Exactly reproduce each record listed below.

(Items listed in a dataset)
——————
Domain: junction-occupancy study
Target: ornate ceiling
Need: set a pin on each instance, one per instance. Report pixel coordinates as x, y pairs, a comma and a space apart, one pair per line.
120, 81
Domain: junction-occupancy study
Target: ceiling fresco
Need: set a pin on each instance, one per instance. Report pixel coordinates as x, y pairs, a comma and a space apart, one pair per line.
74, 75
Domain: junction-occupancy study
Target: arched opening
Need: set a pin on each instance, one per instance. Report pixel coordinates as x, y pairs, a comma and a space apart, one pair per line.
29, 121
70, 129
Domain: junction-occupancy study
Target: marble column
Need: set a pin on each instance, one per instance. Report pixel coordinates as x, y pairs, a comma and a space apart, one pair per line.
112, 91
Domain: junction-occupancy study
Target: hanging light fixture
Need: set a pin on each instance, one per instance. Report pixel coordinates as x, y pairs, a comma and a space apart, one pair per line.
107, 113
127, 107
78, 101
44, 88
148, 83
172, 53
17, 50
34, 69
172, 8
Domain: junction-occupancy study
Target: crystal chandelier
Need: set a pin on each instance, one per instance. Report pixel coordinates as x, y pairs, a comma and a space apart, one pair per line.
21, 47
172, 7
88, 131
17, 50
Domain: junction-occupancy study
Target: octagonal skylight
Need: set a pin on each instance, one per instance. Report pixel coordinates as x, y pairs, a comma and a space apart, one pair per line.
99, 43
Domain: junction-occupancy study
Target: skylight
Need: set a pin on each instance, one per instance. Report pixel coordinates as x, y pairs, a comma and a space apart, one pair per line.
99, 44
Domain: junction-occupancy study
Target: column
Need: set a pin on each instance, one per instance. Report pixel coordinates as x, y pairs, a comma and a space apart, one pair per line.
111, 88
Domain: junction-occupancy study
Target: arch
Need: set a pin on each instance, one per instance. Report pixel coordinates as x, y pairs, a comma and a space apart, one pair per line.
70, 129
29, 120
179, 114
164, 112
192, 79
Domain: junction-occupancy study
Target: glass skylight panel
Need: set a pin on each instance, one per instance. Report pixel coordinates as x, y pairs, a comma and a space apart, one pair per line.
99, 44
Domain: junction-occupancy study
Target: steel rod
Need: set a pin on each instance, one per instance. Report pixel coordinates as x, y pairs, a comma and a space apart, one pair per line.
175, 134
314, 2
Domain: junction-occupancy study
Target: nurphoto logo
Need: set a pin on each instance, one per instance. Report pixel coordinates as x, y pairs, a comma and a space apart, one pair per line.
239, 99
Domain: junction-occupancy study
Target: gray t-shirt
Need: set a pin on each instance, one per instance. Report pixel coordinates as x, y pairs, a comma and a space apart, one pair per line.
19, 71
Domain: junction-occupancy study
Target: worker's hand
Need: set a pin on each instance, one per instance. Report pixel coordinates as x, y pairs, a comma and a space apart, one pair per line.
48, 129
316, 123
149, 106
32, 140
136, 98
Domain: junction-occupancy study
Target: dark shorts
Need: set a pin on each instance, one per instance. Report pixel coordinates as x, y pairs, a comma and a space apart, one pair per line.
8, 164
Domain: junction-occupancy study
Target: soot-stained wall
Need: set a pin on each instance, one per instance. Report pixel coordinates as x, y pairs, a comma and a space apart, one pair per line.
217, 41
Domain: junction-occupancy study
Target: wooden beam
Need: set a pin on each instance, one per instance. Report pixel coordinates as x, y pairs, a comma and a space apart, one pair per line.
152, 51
——————
§ **Answer to this problem**:
Domain: junction-occupancy study
Target: ornate ceiling
Need: set a pin on each instance, one per instance. Report pixel coordinates as x, y pairs, a comma and a space apart, one pair per line.
120, 81
Domain: junction-occupancy study
Target: ceiling fresco
Need: set a pin on each instance, one per instance. Report pixel coordinates as x, y pairs, a comma and a space apart, one pair per line.
74, 75
Domain: junction-occupancy study
Target: arched opening
Need: set a pin on each instance, one per instance. Report pixel coordinates as x, y pairs, a comma and a space apart, one pair per line.
29, 121
70, 129
Domain: junction-occupancy study
Target: marble column
Need: set a pin on each instance, one per instance. Report pixel coordinates as x, y pairs, a comma and a space apart, one pair per line.
112, 91
Domain: junction-occupancy study
Target: hanging light fixture
Need: set a pin on each instance, one per instance. Report pixel coordinates as x, y pairs, a comma and a space apart, one pair per line.
107, 113
127, 107
78, 101
44, 88
148, 83
172, 53
17, 50
34, 69
172, 8
Domain: junction-occupancy study
Target: crystal chandelier
Need: set a pin on each instance, one per instance. Report pixel coordinates as x, y pairs, a comma and a space apart, one pair per line.
21, 47
172, 7
88, 131
17, 50
Domain: junction-occupancy study
Target: octagonal skylight
Need: set a pin on each instance, one per instance. Report pixel coordinates as x, y pairs, a comma and a space apart, one pair per line.
99, 43
Domain: junction-occupancy study
Target: skylight
Need: set a pin on each instance, one per instance. Report pixel coordinates as x, y pairs, a comma and a space apart, one pair per line.
99, 44
Domain: junction-occupancy study
Target: column
Need: set a pin on each instance, one per instance. Report pixel coordinates as x, y pairs, a comma and a space apart, one pair per line.
111, 88
Domain: junction-occupancy study
Target: arch
Need: set a pin on each instance, one per instance. Report pixel coordinates as x, y pairs, a comma and a space apart, one pair per line.
70, 129
29, 120
179, 114
164, 112
192, 79
Domain: junction-occupancy study
Target: glass skylight panel
Need: set a pin on each instance, one per instance. Report pixel coordinates as x, y pairs, a comma and a space apart, one pair per line.
99, 44
Domain: junction-occupancy study
Target: steel rod
Need: set a pin on each instance, one per instance. Report pixel coordinates as x, y pairs, a comma and a space apart, one pair per line.
175, 134
314, 2
Domain: junction-occupancy study
Target: nurphoto logo
Need: set a pin on each instance, one per instance. Report pixel coordinates as x, y pairs, a comma and a space apart, one pair per line.
239, 99
Domain: junction-occupancy study
Target: gray t-shirt
Need: set a pin on each instance, one per instance. Report pixel coordinates as x, y pairs, a comma and a space apart, one pair per line.
19, 71
Domain: junction-occupancy study
Target: worker's hand
Need: set a pin on each instance, one per instance. Report pixel coordinates as x, y pairs, a comma and a space apart, one pair per line.
48, 129
316, 123
149, 106
32, 140
136, 98
Domain: junction-occupancy study
Target: dark shorts
Need: set a pin on each instance, one per instance. Report pixel coordinates as x, y pairs, a comma and a space apart, one pair per line.
8, 164
Domain: junction-occupancy study
Target: soot-stained wall
Need: set a pin on each instance, one per instance. Report pixel coordinates as x, y pairs, a comma and a space apart, one pair per line.
217, 41
Domain: junction-occupancy study
Target: wooden beam
Need: set a pin on each instance, one per instance. Report pixel coordinates as x, y pairs, a comma and a space apart, one pair per line.
152, 51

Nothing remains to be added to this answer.